Requirement: Every line holding the string "Target" should be copied from the listing.

Materials provided:
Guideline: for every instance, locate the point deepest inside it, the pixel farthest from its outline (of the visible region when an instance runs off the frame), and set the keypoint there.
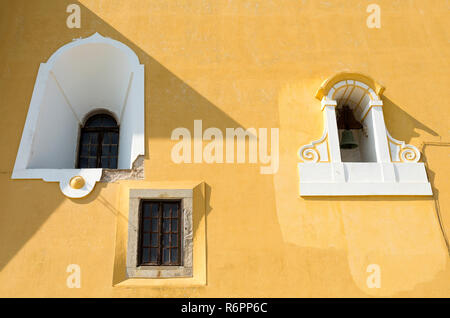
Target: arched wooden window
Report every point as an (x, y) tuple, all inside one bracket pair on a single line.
[(99, 143)]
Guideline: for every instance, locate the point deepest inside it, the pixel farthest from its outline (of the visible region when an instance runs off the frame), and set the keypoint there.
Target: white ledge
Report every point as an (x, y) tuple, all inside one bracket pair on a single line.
[(363, 179)]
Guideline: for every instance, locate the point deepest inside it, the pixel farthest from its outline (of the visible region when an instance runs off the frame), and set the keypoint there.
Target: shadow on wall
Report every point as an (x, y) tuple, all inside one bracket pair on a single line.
[(169, 103), (400, 124)]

Response to the task:
Target: arched wooden window
Target: white ledge
Target: shadow on wall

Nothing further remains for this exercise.